■ Set task
Write out the lines below word for word, all of them from first to last, and leave the pictures out.
── Given data ──
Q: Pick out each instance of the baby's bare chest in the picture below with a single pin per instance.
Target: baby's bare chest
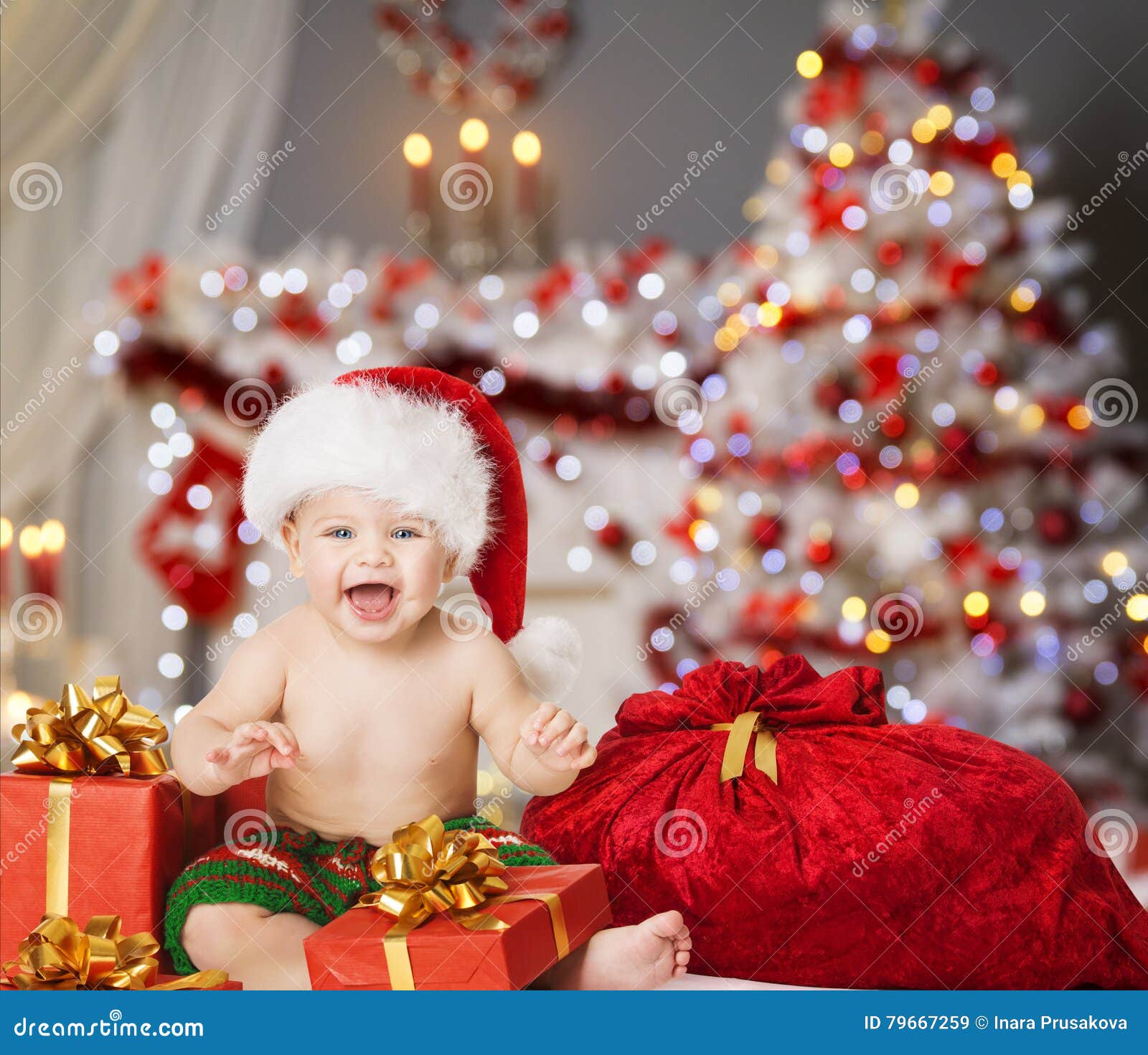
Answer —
(356, 719)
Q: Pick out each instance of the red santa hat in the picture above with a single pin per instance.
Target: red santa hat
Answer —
(436, 447)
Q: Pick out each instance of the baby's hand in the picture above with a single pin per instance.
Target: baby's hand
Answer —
(254, 750)
(557, 741)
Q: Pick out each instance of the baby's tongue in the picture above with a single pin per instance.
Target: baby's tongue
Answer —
(371, 596)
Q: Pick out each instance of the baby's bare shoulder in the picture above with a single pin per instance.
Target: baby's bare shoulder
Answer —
(292, 630)
(458, 636)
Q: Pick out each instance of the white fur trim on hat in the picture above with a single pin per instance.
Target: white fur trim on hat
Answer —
(420, 455)
(549, 652)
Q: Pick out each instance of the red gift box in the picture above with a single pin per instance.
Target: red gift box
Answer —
(160, 980)
(118, 843)
(348, 953)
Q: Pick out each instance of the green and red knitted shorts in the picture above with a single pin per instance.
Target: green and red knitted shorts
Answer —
(293, 873)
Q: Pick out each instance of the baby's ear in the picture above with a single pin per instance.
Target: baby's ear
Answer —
(290, 533)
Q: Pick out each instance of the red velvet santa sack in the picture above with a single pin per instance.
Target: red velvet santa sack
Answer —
(809, 842)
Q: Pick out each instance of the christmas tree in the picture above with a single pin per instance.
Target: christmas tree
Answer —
(908, 459)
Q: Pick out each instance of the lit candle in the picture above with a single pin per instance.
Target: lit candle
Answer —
(527, 151)
(32, 548)
(5, 547)
(417, 151)
(52, 538)
(474, 138)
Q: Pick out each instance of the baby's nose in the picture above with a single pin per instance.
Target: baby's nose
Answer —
(376, 553)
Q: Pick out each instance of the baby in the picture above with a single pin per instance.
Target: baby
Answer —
(364, 706)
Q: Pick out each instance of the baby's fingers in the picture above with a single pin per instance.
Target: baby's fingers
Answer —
(573, 739)
(556, 729)
(534, 722)
(281, 761)
(277, 733)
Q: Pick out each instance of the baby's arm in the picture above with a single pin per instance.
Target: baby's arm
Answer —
(540, 746)
(227, 738)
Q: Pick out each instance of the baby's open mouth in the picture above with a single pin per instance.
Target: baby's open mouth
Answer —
(372, 599)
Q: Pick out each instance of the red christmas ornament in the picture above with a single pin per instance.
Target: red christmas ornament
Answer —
(141, 286)
(1081, 708)
(611, 536)
(206, 580)
(616, 291)
(766, 532)
(820, 550)
(889, 253)
(893, 426)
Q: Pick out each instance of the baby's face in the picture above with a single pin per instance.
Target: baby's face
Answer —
(371, 571)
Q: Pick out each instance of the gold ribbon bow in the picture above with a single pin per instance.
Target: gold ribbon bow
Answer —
(91, 735)
(423, 875)
(59, 955)
(765, 746)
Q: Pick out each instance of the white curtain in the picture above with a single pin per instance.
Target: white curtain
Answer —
(124, 126)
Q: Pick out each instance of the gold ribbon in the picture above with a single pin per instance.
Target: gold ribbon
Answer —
(423, 875)
(765, 746)
(59, 955)
(91, 735)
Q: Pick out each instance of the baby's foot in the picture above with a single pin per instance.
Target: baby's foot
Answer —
(627, 957)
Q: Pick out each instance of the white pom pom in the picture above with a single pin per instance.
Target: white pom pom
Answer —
(549, 652)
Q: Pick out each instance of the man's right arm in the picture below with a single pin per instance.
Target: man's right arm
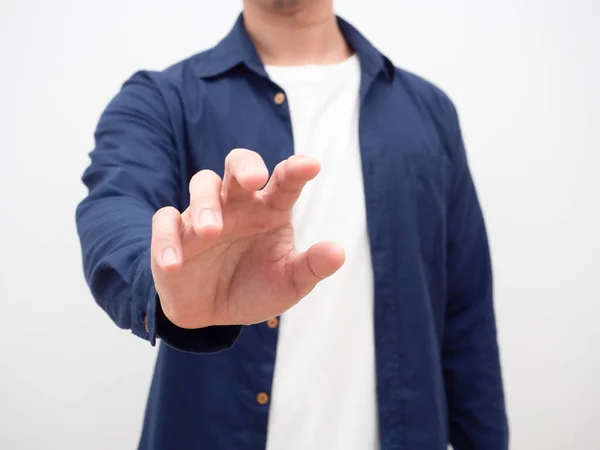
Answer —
(134, 172)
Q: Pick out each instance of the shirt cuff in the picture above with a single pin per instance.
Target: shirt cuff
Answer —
(149, 322)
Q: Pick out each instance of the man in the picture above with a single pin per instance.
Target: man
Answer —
(190, 241)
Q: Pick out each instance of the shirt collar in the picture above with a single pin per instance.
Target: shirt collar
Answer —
(237, 48)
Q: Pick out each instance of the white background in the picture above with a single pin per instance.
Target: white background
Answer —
(525, 75)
───
■ Completed exercise
Q: Pick out each instance of the baby's bare chest in the picture below with a single pin per instance.
Target: baby's bare chest
Answer —
(356, 719)
Q: Pick out each instance of the red santa hat in the picture above with a single pin per instance.
Target: red santa hat
Answer —
(436, 447)
Q: Pick out each instance of the baby's hand in the picture above with a single pin per instance.
Target: baby's hand
Answer —
(254, 750)
(557, 741)
Q: Pick out each instance of the baby's tongue in the picture above with a single pin per instance.
Target: baby's tongue
Answer —
(371, 596)
Q: Pick out each instance of the baby's bare shoulder in the picture above with a single pin per instance.
Target: baby's bare shoulder
Answer —
(292, 630)
(458, 636)
Q: Pick out each instance of the white fur trim on hat in the picture above with a single pin per instance.
Target: white fur trim on hat
Answer —
(420, 455)
(549, 652)
Q: Pick out each instance of the red gift box in the picture above with a single pin per instance.
Target: red gift box
Answer —
(160, 980)
(118, 843)
(348, 953)
Q: Pick out each instance of the green and red knitted shorts in the picture above with a single pin per instance.
Target: green and red knitted shorts
Answer —
(293, 873)
Q: Pick out each instance of the baby's ear in the picture above with a single pin per instance.
Target: baby's ear
Answer —
(290, 533)
Q: Pick out each instance of the red velvet santa sack in the picture above with a single pin per instance.
Target: red velvet santa sack
Answer —
(809, 842)
Q: Pick out each instance of the christmas tree in the picture above with a single pin per instance.
Target: christmas tree
Answer —
(908, 459)
Q: Pick out each instance of the lit candle in the picture above with a single pin per instance.
Target: lit candle
Answer —
(527, 151)
(32, 548)
(5, 547)
(417, 151)
(52, 538)
(474, 138)
Q: Pick out each instance of the baby's nose in the picture above with a single pin per instance.
Target: baby's nose
Answer —
(376, 553)
Q: Pick out each instance of the baby in the picture above with a single pin per instance.
Target: baby
Answer —
(364, 706)
Q: Pick out each instance of the baby's fingers in the picture above with a single pin per instance.
Target: baby's fingers
Answer —
(573, 739)
(556, 729)
(534, 722)
(281, 761)
(277, 733)
Q: Pick out each instance of the baby's arm in the picture above with a single pin per instance.
Target: baby's arm
Answer —
(540, 746)
(227, 738)
Q: Pick out each instance of the baby's open mouth in the picture above with a single pin per instance.
Target: baby's open mouth
Answer —
(372, 599)
Q: Pick out each instance of the red christmas ornament in the picture above with a single pin per instance.
Target: red christmas ornament
Answer —
(141, 286)
(1081, 708)
(611, 536)
(206, 580)
(616, 291)
(766, 532)
(820, 550)
(889, 253)
(893, 426)
Q: Pick out each instance of the baby's face in the picture above with a single pin per instance.
Target: baby's face
Answer —
(371, 571)
Q: Pick out each instance of the gold ribbon bow in the picture above with a single pin per instance.
Target: gold ribbon bow
Answer —
(91, 735)
(423, 875)
(59, 955)
(765, 746)
Q: Pick out each instance of the white curtain in the picture above with a single pin per instance.
Target: white curtain
Answer —
(124, 126)
Q: Pick out each instance of the gold ribbon in the picture above with a single pin per instance.
Target: gold ribbon
Answer —
(423, 875)
(765, 746)
(59, 955)
(91, 735)
Q: Pick out each instance of the baby's foot in the picture above with a single pin per instance.
Target: baby's foot
Answer —
(627, 957)
Q: Pick out each instance of the white pom pom in the picture above with a single pin per instance.
Target: white pom pom
Answer —
(549, 652)
Q: Pick out each instance of the man's right arm in the picture below with a single pin per instance.
Target: man's right arm
Answer —
(134, 172)
Q: Pick out each instance of the shirt cuff in the picture above with a single pin per instance.
Target: shirt cuff
Answer —
(149, 322)
Q: Pick out each instance of the man in the picture above with a single pin per instance.
Target: man
Answer —
(190, 241)
Q: Pick out each instance of the shirt collar in the picture above with a single pin per instance.
Target: shirt collar
Answer —
(237, 48)
Q: Pick out each instance of the white background in the picture above with a single pin per instance.
Target: white background
Answer —
(525, 75)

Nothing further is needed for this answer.